**TEXTE FOURNI**
Survol de l'historique des coutumes juives de la vallée du Rhin
Daniel Warschawski


היזהרו במנהג אבותיכם בידיכם (תלמוד בבלי מסכת ביצה ד')
Prenez garde aux traditions de vos ancêtres qui se trouvent entre vos mains (Talmud de Babylone, Traité Beitza, ch. 4)

Jean Baumgarten a récemment publié aux éditions de l'éclat sous le titre Les traditions qui font vivre, une traduction annotée, précédée d'une étude très approfondie des traditions des juifs ashkénazes, du Livre des coutumes (ספר המנהגים) du Rabbin Simon Guinsburg.

A l'occasion de l'anniversaire de la mort du Maharil zatza"l ainsi que de celui de mon père, le grand rabbin Max Warschawski, qui tombe le même jour (à près de 580 ans de différence), j'ai pensé rendre hommage à la fois à celui qui, après l'épidémie de la peste noire, a compris la nécessité de mettre par écrit les traditions du judaïsme ashkénaze pour sauver "nos traditions" qui étaient en voie de disparaître, et à Papa zatza"l qui a compris qu'après la Shoah il était nécessaire de conserver nos traditions quelles qu'elles soient, en refusant l'idée d'un "מנהג אחיד" (une seule et même tradition pour tous) prônée par le grand rabbinat d'Israël. Pour mon père, notre force doit se trouver dans nos différences, et le devoir de chaque juif est de conserver sa tradition.

Avant d'entrer dans le vif du sujet, je voudrais définir géographiquement ce que l'on entend par ashkénaze quand on parle de minhag. Il s’agit des communautés ayant adopté les traditions ashkénazes dans le nord de la France ( מנהג צרפת) et de la vallée du Rhin (מנהג ריינוס), formant ensemble le minhag askhénaze.

Définition du minhag

Certains sociologues ont essayé de confondre "traditions" et "folklore" ou encore "mode de vie". Cette approche restrictive du minhag est repoussée par la plupart des chercheurs traditionnels (voir la position du Rabbin Salomon Benjamin Hamburger dans sa conférence donnée à l'occasion du dixième anniversaire de l'association qu'il a créée et dont il est à la tête - "תורת חכמי אשכנז" (Les théories des sages ashkénazes), parue sur le site de l'Institut Herzog).
Pour le Rabbin Hamburger, confondre la tradition avec le folklore est minimiser la tradition et en faire "une curiosité ayant des racines populaires".

D'autres chercheurs, principalement des juristes confondent le minhag avec le "droit coutumier" (en droit français) ou encore la "Customary law" (en droit anglais). Cette définition, comme la précédente voit dans le minhag un ensemble de coutumes ayant pour but de combler les lacunes qui existent dans la loi.

**CONSIGNE DONNÉE 1**
Recopiez fidèlement le passage du texte qui s'ouvre sur les mots « Jean Baumgarten a » et se clôt sur « Rabbin Simon Guinsburg. ».
**CONSIGNE DONNÉE 2**
Dans la liste, convertissez en tableau Markdown la portion qui va de la ligne contenant « Tell me — is the rocky ground » à celle contenant « 467, 1183, 503]] », bornes comprises, et rien d'autre. Mettez le numéro de ligne dans une colonne Num et la ligne elle-même dans une colonne Contenu, en omettant les lignes vides.
La liste n'a aucun lien avec le texte.

**LISTE FOURNIE**

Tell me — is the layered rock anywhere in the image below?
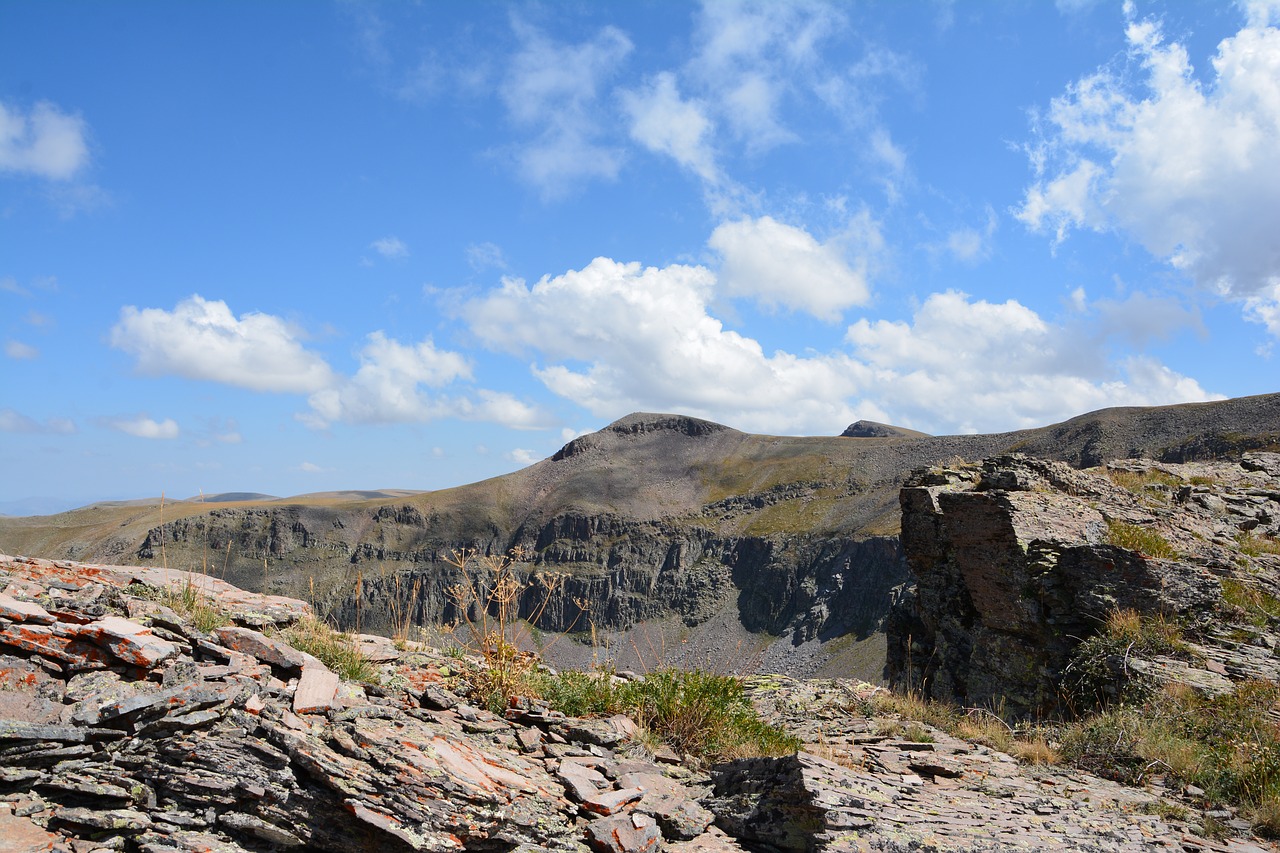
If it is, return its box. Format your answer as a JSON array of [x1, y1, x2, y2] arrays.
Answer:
[[0, 557, 1267, 853], [890, 453, 1280, 715]]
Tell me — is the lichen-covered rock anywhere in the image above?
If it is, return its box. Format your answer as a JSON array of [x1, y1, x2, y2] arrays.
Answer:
[[888, 455, 1280, 715]]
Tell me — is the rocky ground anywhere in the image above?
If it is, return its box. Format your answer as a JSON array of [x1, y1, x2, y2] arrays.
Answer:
[[890, 452, 1280, 715], [0, 548, 1272, 853]]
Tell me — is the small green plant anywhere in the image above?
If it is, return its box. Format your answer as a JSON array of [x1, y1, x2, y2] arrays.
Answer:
[[1107, 519, 1178, 560], [284, 616, 379, 684], [1107, 467, 1183, 503], [1235, 530, 1280, 557], [618, 669, 800, 758], [1222, 578, 1280, 628], [1062, 608, 1190, 708], [902, 722, 933, 743]]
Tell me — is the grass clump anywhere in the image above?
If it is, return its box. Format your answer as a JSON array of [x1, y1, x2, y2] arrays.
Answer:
[[1235, 530, 1280, 557], [445, 548, 588, 713], [618, 669, 800, 758], [1107, 519, 1178, 560], [284, 616, 379, 684], [125, 580, 232, 634], [514, 669, 800, 760], [1222, 578, 1280, 628], [1062, 608, 1190, 710], [1062, 681, 1280, 834], [1107, 467, 1183, 503]]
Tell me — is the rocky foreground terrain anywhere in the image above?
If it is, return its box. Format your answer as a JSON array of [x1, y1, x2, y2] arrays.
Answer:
[[0, 394, 1280, 680], [0, 440, 1280, 853]]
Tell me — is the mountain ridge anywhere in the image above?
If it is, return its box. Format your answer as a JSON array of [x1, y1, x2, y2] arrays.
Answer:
[[0, 394, 1280, 679]]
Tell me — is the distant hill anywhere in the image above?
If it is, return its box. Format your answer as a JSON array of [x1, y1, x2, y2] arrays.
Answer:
[[0, 394, 1280, 678]]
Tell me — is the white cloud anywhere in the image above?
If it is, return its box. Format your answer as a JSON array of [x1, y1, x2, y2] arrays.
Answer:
[[462, 251, 1211, 434], [500, 20, 632, 197], [1094, 291, 1203, 348], [1016, 3, 1280, 313], [465, 257, 875, 432], [108, 414, 180, 439], [4, 341, 40, 361], [708, 214, 879, 320], [847, 291, 1216, 433], [1244, 282, 1280, 338], [0, 101, 88, 181], [621, 72, 722, 184], [369, 236, 408, 260], [110, 296, 334, 393], [300, 332, 547, 429], [507, 447, 541, 465], [467, 243, 507, 272], [0, 409, 76, 435], [307, 332, 471, 425]]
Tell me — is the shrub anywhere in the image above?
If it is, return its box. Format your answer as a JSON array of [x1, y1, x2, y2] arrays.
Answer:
[[1062, 610, 1189, 710], [1107, 519, 1178, 560]]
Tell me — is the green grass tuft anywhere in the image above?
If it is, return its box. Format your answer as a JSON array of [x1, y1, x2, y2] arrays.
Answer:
[[1107, 519, 1178, 560]]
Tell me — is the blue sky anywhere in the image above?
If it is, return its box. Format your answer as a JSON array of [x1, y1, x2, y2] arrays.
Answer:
[[0, 0, 1280, 512]]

**BONNE RÉPONSE 1**
Jean Baumgarten a récemment publié aux éditions de l'éclat sous le titre Les traditions qui font vivre, une traduction annotée, précédée d'une étude très approfondie des traditions des juifs ashkénazes, du Livre des coutumes (ספר המנהגים) du Rabbin Simon Guinsburg.

**BONNE RÉPONSE 2**
| Num | Contenu |
|---|---|
| 1 | Tell me — is the rocky ground anywhere in the image above? |
| 2 | If it is, return its box. Format your answer as a JSON array of [x1, y1, x2, y2] arrays. |
| 3 | Answer: |
| 4 | [[890, 452, 1280, 715], [0, 548, 1272, 853]] |
| 5 | Tell me — is the small green plant anywhere in the image above? |
| 6 | If it is, return its box. Format your answer as a JSON array of [x1, y1, x2, y2] arrays. |
| 7 | Answer: |
| 8 | [[1107, 519, 1178, 560], [284, 616, 379, 684], [1107, 467, 1183, 503], [1235, 530, 1280, 557], [618, 669, 800, 758], [1222, 578, 1280, 628], [1062, 608, 1190, 708], [902, 722, 933, 743]] |
| 9 | Tell me — is the grass clump anywhere in the image above? |
| 10 | If it is, return its box. Format your answer as a JSON array of [x1, y1, x2, y2] arrays. |
| 11 | Answer: |
| 12 | [[1235, 530, 1280, 557], [445, 548, 588, 713], [618, 669, 800, 758], [1107, 519, 1178, 560], [284, 616, 379, 684], [125, 580, 232, 634], [514, 669, 800, 760], [1222, 578, 1280, 628], [1062, 608, 1190, 710], [1062, 681, 1280, 834], [1107, 467, 1183, 503]] |